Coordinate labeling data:
Begin

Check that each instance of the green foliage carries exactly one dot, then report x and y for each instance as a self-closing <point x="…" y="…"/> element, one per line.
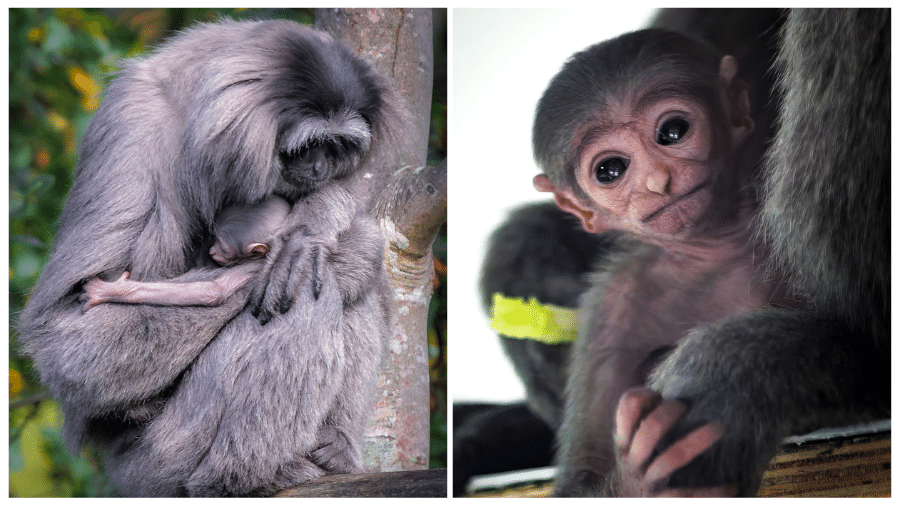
<point x="59" y="61"/>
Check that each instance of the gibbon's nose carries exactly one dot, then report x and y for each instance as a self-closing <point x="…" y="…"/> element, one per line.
<point x="659" y="180"/>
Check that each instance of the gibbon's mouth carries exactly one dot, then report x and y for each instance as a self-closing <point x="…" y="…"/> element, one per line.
<point x="654" y="214"/>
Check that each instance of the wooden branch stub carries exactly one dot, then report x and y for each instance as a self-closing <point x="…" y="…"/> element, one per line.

End

[What the task requires]: Format the material as a Markdown table with the columns "Row" and "Text", from the line containing "Check that each instance of the gibbon's nose" through the end of the material, both ends included. Leave out any blank lines.

[Final answer]:
| Row | Text |
|---|---|
| 1 | Check that each instance of the gibbon's nose carries exactly one dot, then report x and y for each instance as a self-closing <point x="…" y="…"/> element, one per line. |
| 2 | <point x="659" y="180"/> |
| 3 | Check that each instance of the gibbon's mouth carries exactly one dot, then report x and y for each instance as a self-closing <point x="…" y="…"/> element, one per line. |
| 4 | <point x="654" y="214"/> |
| 5 | Check that each instance of the wooden branch stub carries exactly one dot, then report x and y for each instance as a self-closing <point x="…" y="…"/> element, one per line. |